# [INFORMATION SHOWN]
━━━

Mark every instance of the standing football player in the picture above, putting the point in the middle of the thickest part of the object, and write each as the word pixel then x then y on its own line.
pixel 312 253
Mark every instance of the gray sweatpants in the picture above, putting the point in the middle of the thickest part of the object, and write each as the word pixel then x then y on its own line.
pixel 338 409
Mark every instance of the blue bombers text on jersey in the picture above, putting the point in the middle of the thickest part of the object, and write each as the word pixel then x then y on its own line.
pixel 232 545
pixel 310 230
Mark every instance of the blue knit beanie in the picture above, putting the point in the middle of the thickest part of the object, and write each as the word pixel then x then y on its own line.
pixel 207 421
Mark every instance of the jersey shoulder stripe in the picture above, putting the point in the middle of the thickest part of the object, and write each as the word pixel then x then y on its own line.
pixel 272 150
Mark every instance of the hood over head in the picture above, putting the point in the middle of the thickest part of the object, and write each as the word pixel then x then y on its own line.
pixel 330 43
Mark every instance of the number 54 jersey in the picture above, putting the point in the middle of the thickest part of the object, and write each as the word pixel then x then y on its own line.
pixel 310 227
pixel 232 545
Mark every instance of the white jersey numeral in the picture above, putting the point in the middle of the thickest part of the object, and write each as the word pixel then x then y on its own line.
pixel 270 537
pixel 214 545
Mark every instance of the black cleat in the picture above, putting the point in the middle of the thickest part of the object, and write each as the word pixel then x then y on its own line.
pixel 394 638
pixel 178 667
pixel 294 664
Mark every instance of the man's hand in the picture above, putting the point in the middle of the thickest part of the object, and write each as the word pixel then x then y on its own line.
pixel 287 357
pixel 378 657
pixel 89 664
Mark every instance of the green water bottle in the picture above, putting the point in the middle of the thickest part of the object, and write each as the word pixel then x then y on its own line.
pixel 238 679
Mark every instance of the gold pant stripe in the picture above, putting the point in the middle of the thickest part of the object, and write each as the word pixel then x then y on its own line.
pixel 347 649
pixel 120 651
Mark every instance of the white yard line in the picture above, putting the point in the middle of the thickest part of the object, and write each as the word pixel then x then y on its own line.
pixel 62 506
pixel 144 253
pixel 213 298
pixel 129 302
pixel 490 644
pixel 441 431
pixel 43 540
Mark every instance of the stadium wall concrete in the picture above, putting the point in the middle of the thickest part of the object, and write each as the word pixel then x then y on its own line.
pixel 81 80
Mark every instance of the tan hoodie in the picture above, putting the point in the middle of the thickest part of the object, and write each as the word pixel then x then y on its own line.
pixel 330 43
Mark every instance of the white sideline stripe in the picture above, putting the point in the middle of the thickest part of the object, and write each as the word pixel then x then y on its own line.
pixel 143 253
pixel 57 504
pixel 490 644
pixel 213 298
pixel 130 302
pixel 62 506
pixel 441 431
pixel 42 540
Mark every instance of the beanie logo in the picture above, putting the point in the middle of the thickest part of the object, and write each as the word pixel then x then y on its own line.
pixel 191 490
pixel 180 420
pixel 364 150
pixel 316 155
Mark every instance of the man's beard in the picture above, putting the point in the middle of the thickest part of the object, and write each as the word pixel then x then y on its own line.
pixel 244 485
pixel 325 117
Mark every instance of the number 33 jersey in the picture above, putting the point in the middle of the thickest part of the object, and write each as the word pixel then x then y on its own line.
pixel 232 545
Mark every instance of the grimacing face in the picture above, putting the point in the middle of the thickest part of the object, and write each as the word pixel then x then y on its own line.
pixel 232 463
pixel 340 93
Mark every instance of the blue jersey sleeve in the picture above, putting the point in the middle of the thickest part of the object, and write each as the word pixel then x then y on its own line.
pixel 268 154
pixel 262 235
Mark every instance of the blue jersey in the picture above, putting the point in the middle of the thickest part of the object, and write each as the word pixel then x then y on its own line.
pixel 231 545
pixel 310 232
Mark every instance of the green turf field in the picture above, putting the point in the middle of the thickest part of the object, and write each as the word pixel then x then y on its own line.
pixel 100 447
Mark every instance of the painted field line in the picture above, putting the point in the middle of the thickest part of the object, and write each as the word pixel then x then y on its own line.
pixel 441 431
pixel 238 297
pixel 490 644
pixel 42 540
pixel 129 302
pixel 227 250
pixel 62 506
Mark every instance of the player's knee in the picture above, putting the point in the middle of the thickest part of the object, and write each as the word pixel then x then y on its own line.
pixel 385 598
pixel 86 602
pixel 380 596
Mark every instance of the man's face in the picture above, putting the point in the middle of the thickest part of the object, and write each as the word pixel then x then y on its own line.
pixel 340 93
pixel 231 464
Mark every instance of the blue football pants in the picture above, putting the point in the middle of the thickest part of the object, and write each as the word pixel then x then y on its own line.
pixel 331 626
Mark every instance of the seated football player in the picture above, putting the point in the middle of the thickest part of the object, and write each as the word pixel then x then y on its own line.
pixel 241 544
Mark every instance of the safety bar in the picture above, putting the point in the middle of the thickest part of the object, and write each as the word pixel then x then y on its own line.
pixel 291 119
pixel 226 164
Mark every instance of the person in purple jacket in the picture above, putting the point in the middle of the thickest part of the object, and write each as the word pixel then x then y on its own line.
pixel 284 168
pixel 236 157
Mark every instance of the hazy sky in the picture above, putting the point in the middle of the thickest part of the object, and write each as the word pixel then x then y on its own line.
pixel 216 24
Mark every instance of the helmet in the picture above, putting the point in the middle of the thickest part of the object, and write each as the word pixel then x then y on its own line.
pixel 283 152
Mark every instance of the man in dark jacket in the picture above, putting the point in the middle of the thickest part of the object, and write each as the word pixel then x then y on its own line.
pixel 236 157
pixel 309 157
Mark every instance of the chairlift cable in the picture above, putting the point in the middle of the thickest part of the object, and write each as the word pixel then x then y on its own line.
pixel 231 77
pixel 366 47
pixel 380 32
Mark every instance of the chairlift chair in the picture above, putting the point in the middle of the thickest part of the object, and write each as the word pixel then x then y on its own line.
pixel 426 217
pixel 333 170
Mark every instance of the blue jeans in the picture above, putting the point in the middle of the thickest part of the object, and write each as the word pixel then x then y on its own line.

━━━

# [ASSIGNED TASK]
An exact restatement of all the entries above is needed.

# [WRITTEN RESPONSE]
Mark every instance of the standing football player in the picture above, putting the point in the middle of the thickest part of the object, and write each as the word pixel then x then y on its own line.
pixel 312 253
Mark every instance of the gray sweatpants in the picture above, putting the point in the middle of the thickest part of the object, and write each as the word pixel then x then y on its own line.
pixel 338 409
Mark every instance of the blue bombers text on jersey in the picture above, putting the point in the middle of the thickest part of the object, and write each as the word pixel then x then y on its own line.
pixel 232 545
pixel 310 230
Mark every instance of the blue knit beanie in the picture above, putting the point in the middle of the thickest part of the object, and write each as the word pixel then x then y on its own line.
pixel 207 421
Mark every instance of the jersey shoulder stripe in the picture above, putting the point in the middle of the thickest part of the object, and write each as the word pixel then x then y on its own line.
pixel 272 150
Mark every instance of the hood over head in the picture above, putting the point in the middle of the thickest part of the object, and write each as the word pixel then x then y on its own line.
pixel 330 43
Mark every instance of the number 54 jersey in the picture above, putting the point in the middle of the thickest part of the object, and write each as the word pixel then x then y on its own line.
pixel 310 227
pixel 232 545
Mark every instance of the white jersey numeral in the picture above, putting the point in the middle of the thickest part of the object, and write each as the word pixel then x then y on its own line.
pixel 270 537
pixel 214 545
Mark every instance of the black cleat in the picture above, putting the point in the middle of the thickest part of the object, and write each as the word pixel then x then y on its own line.
pixel 394 638
pixel 178 667
pixel 294 664
Mark every instance of the man's hand in the picture above, putting the point in the middle of the thickest part of the object, and write each as the word pixel then x then y on its own line.
pixel 287 357
pixel 378 657
pixel 89 664
Mark every instance of the green water bottle in the picture above, putting the point in the middle of the thickest part of the object, and write each as the word pixel then x then y on its own line.
pixel 238 679
Mark every instance of the gold pant stripe in the picture above, putting the point in the middle of the thickest part of the object, and write each as the word pixel then x then y on its own line.
pixel 347 649
pixel 120 651
Mark every instance of the white yard line in the picture above, putting the point in the middle of the thickest part of the object, and write each as the word pixel then x then y on its own line.
pixel 62 506
pixel 144 253
pixel 213 298
pixel 129 302
pixel 490 644
pixel 441 431
pixel 43 540
Mark every instance of the stadium wall concrete in the picture above, putting the point in the middle of the thickest part of the object, and write each as the word pixel then x then y on its own line.
pixel 81 80
Mark every instance of the tan hoodie in the picture above, putting the point in the middle of the thickest part of the object, and write each as the word pixel then x then y on its own line.
pixel 330 43
Mark every instance of the white sideline stripe in the picture above, putting the point in the middle of the thickest part of the object, and write each as the word pixel then x then y on its own line.
pixel 143 253
pixel 57 504
pixel 490 644
pixel 213 298
pixel 130 302
pixel 62 506
pixel 441 431
pixel 42 540
Mark every instance of the beanie logo in the picture above, putting the point in the middle of the thickest part of the object, and write each as the word pixel then x then y on its own line.
pixel 191 490
pixel 180 420
pixel 364 150
pixel 316 155
Mark every instance of the man's beard in the picture above, putting the point in the middle of the thickest part of the object, and write each as the word pixel then x then y on its own line.
pixel 244 485
pixel 325 117
Mark every instance of the number 33 jersey in the picture above, putting the point in the middle of the thickest part of the object, and write each as the word pixel then x then y on its own line.
pixel 232 545
Mark every instance of the grimacing face in the picture above, putting the point in the middle of the thickest part of the object, and write each as the word pixel then x then y on its own line.
pixel 232 463
pixel 340 93
Mark every instance of the blue jersey sleeve in the picture above, putting the point in the middle of the thickest part of the object, and write each as the word pixel then x then y on its own line.
pixel 268 154
pixel 262 235
Mark every instance of the blue jersey in the picture above, putting the point in the middle of the thickest part of the object, and write each as the word pixel then x then y on its own line.
pixel 231 545
pixel 310 232
Mark every instance of the green turf field in the picture above, putting the point in the middle of the thickest part of the object, and write each as the word pixel then x then y on its own line.
pixel 100 447
Mark every instance of the painted field line in the picture above, putting the point in the middle of the thickest part of the object, and write each as the word pixel then x then y on its own line.
pixel 441 431
pixel 238 297
pixel 490 644
pixel 42 540
pixel 129 302
pixel 227 250
pixel 62 506
Mark every instance of the player's knee in the picture above, putting the point in the middle of the thickest part of the object, and write each as the word pixel then x then y on its own line.
pixel 385 598
pixel 86 602
pixel 380 596
Mark every instance of the man's face in the picture above, putting the point in the middle of the thickest part of the object, and write each as the word pixel then x then y on its own line.
pixel 340 93
pixel 231 464
Mark every instance of the blue football pants in the picture above, putting the point in the middle of the thickest part of the object, and write each as the word pixel then x then y on its own line.
pixel 331 626
Mark every instance of the seated football player in the picture above, putting the point in the middle of the thickest part of the object, and write each as the word pixel then x then y on its own line.
pixel 241 544
Mark every instance of the safety bar in the picture above, putting the point in the middle of the thickest part of the object, and write each as the word pixel then x then y on its own line.
pixel 291 119
pixel 226 164
Mark every instance of the person in purple jacket in the picture above, putting the point in the middle of the thickest part of the object, and write each as the word pixel then x then y on its own line.
pixel 284 168
pixel 236 157
Mark every instance of the hazy sky in the picture above, putting the point in the middle of the thickest part of the object, and write each as the word pixel then x then y on its own line.
pixel 216 24
Mark every instance of the helmet in the picture above, putting the point in the middle of the thickest part of the object, and write each as the word pixel then x then y on its own line.
pixel 283 152
Mark every instance of the man in dark jacket in the picture above, putting the point in the middle of the thickest part of the object, and write each as the word pixel then x then y on its own line.
pixel 236 157
pixel 309 157
Mark every instance of the chairlift cable in the picture above, putting the point in the middle of the thickest part of the object, and write each as the word pixel then x then y on its own line.
pixel 231 77
pixel 366 47
pixel 380 32
Mark every instance of the chairlift chair in the picture above, putting the point in the middle of the thickest part of the object, and write each as the word pixel then x then y on its own line.
pixel 426 217
pixel 333 170
Mark every instance of the blue jeans in the picture above, putting the point in the middle of the thickest part of the object, and write each as the word pixel then x then y on its own line.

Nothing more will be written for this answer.